[Coordinate annotation entries]
···
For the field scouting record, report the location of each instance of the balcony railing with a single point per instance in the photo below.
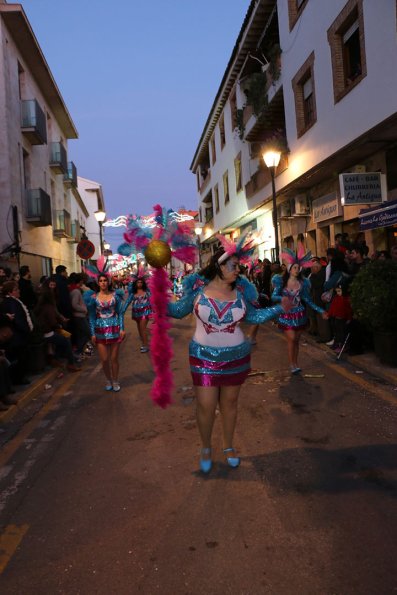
(70, 178)
(75, 232)
(33, 122)
(58, 158)
(62, 224)
(38, 207)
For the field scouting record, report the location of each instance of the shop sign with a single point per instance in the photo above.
(383, 217)
(326, 207)
(362, 189)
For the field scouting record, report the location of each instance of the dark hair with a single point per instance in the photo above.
(23, 270)
(286, 276)
(8, 286)
(135, 285)
(213, 268)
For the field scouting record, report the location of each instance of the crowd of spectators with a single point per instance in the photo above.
(50, 317)
(330, 277)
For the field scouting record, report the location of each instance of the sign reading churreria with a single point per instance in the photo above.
(326, 207)
(362, 189)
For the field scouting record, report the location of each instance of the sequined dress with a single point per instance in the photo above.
(106, 318)
(296, 318)
(219, 354)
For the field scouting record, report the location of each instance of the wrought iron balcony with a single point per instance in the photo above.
(33, 122)
(70, 178)
(62, 225)
(58, 158)
(75, 232)
(38, 207)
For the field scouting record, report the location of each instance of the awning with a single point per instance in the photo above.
(380, 216)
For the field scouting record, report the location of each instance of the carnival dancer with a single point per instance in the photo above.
(219, 353)
(139, 297)
(292, 285)
(106, 317)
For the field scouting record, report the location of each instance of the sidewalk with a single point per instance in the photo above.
(366, 362)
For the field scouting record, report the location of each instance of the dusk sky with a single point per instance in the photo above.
(139, 79)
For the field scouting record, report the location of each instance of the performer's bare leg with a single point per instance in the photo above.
(228, 403)
(206, 402)
(104, 356)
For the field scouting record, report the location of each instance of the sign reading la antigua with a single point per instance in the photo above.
(362, 189)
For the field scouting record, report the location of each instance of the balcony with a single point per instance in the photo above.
(58, 158)
(70, 177)
(38, 207)
(75, 232)
(62, 225)
(33, 122)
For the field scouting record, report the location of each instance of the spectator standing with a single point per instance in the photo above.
(27, 293)
(63, 303)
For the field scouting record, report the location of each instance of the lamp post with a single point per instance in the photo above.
(272, 159)
(197, 230)
(100, 216)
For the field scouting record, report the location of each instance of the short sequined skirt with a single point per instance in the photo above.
(219, 366)
(293, 321)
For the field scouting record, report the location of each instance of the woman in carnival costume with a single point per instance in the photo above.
(219, 353)
(292, 285)
(139, 297)
(106, 317)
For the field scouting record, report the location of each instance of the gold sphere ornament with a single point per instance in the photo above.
(158, 254)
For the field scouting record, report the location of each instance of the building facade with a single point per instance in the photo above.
(42, 213)
(319, 79)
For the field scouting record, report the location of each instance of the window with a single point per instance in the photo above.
(347, 43)
(226, 195)
(233, 109)
(216, 198)
(305, 99)
(295, 9)
(237, 172)
(222, 131)
(213, 150)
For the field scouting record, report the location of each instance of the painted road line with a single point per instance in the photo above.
(11, 447)
(9, 541)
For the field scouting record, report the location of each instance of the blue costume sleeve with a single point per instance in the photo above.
(255, 314)
(191, 287)
(90, 302)
(277, 282)
(305, 297)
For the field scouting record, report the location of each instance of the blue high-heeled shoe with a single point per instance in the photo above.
(231, 461)
(205, 464)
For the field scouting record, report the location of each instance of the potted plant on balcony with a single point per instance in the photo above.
(374, 302)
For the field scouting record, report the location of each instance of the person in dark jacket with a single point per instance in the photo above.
(64, 303)
(17, 348)
(27, 293)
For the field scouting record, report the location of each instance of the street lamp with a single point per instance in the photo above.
(100, 216)
(197, 230)
(272, 159)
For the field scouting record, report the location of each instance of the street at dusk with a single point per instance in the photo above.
(198, 297)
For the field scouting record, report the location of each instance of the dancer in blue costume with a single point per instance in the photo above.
(293, 286)
(219, 353)
(106, 317)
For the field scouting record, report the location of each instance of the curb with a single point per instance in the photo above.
(28, 395)
(363, 362)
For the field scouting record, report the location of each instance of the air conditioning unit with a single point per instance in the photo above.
(302, 206)
(284, 211)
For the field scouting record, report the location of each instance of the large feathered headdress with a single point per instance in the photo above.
(299, 257)
(243, 249)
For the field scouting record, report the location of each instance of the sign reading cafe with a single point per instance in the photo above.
(362, 189)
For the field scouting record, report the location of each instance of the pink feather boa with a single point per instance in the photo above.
(160, 342)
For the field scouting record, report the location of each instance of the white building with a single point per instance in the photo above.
(41, 211)
(321, 74)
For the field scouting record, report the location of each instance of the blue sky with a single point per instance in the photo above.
(139, 78)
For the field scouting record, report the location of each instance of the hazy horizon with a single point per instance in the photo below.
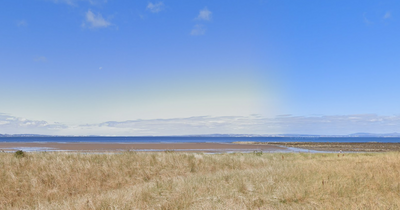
(104, 67)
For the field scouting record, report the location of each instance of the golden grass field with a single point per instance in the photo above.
(171, 180)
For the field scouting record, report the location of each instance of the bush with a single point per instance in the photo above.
(258, 153)
(19, 154)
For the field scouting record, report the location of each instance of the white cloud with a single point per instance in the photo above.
(198, 30)
(95, 21)
(16, 125)
(40, 59)
(21, 23)
(204, 14)
(253, 124)
(387, 15)
(156, 7)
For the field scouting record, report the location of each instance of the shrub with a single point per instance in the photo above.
(19, 154)
(258, 153)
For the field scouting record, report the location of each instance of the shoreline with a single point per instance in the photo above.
(141, 147)
(335, 146)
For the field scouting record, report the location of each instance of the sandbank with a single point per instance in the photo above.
(185, 147)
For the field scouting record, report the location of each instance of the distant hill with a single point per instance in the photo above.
(355, 135)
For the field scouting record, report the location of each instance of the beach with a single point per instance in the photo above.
(114, 147)
(334, 146)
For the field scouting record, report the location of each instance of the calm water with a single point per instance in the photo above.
(196, 139)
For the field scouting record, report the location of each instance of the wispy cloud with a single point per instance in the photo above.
(16, 125)
(204, 14)
(198, 30)
(387, 15)
(95, 21)
(253, 124)
(22, 23)
(155, 7)
(40, 59)
(75, 2)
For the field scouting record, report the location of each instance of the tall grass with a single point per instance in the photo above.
(199, 181)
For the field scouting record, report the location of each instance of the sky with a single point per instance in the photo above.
(108, 67)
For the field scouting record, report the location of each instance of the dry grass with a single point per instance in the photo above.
(196, 181)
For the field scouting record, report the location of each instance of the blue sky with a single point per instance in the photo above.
(107, 67)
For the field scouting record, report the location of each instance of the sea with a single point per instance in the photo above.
(179, 139)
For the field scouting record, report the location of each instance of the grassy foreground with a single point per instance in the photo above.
(169, 180)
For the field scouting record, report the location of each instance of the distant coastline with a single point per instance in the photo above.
(355, 135)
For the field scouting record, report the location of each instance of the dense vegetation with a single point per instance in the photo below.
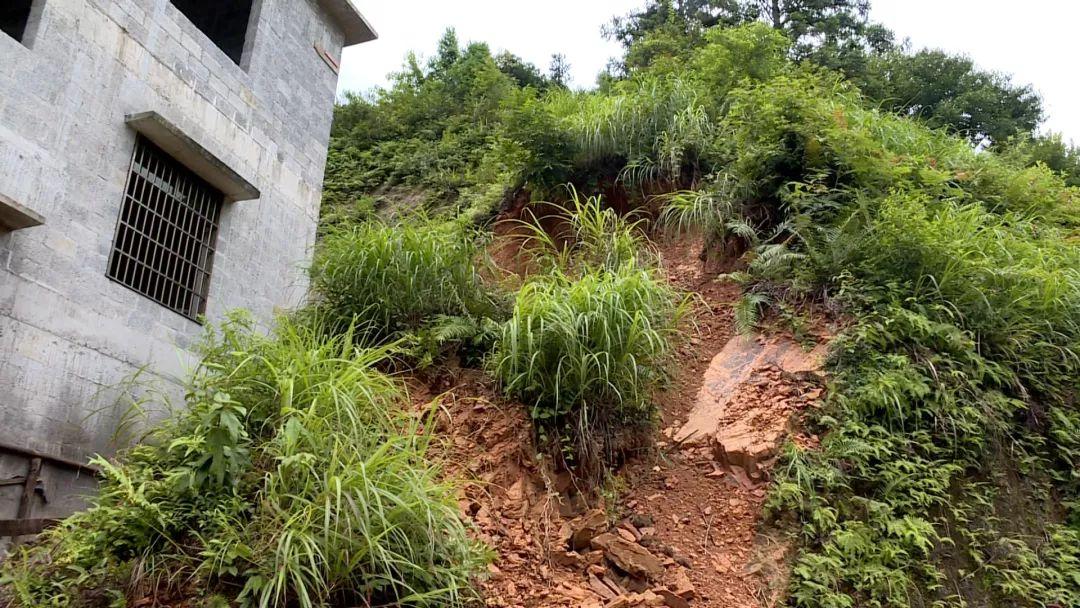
(291, 477)
(941, 231)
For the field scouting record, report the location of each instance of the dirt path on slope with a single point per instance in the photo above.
(680, 526)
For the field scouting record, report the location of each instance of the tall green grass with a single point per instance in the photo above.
(589, 341)
(402, 278)
(292, 477)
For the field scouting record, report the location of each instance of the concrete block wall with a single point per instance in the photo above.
(67, 333)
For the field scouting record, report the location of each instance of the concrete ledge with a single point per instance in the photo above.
(356, 28)
(14, 216)
(189, 152)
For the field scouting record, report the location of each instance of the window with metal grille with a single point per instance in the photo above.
(225, 22)
(166, 232)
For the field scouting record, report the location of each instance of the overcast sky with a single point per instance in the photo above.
(1035, 40)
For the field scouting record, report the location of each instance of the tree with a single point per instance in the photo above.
(559, 70)
(1050, 150)
(836, 34)
(950, 92)
(523, 72)
(448, 53)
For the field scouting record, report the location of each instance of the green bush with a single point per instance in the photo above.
(400, 278)
(585, 353)
(291, 478)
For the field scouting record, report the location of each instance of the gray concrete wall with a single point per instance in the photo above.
(67, 333)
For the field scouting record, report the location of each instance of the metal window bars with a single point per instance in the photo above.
(166, 232)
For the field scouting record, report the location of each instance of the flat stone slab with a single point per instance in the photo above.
(731, 369)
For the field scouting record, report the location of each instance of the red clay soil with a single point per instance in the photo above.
(699, 519)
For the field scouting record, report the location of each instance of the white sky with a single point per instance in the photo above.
(1035, 40)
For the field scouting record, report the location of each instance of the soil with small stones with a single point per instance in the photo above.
(699, 519)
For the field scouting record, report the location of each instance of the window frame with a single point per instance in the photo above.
(32, 24)
(251, 30)
(162, 261)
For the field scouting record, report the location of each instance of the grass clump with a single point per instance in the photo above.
(416, 278)
(589, 341)
(291, 478)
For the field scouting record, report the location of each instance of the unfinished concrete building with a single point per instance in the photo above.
(161, 162)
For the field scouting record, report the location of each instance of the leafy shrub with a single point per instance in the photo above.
···
The exercise
Take the lines from the one containing "of the gray" to the last line of the material above and write them out exactly.

The completed task
For the field scouting record, report the location of each instance of the gray concrete wall with a single point per instance in the photo above.
(67, 333)
For the field scouting record, report the location of each instance of the metal window bars with a single point per instance in the photo above.
(166, 232)
For the field scouting record, report the location of each instance of the flat stone slab with a single point per instance in the photo above.
(731, 369)
For the field scouting record, report the location of each instance of the red clay soil with a single point per instance in the photo above.
(699, 519)
For the field scouting record, report the location of each instance of the white sky with a single point per instance in the photo above.
(1035, 40)
For the field scouting record, report the location of each instance of the soil with small stones with a single point per instance in the photo above.
(699, 519)
For the field scouting record, report the location of each instance of the window frame with a single point per instance in the photo above.
(32, 24)
(251, 30)
(162, 261)
For the field scouting record, report the location of each instance of the grass clump with a single point per instance in the photo above.
(416, 278)
(589, 341)
(291, 478)
For the field scouting record, report the location of each instance of the unfinished concrete building with a single point per instance in the photo above.
(161, 162)
For the field scouting record, report the location of each instance of the leafy shrub with a single point per instance in the photo above.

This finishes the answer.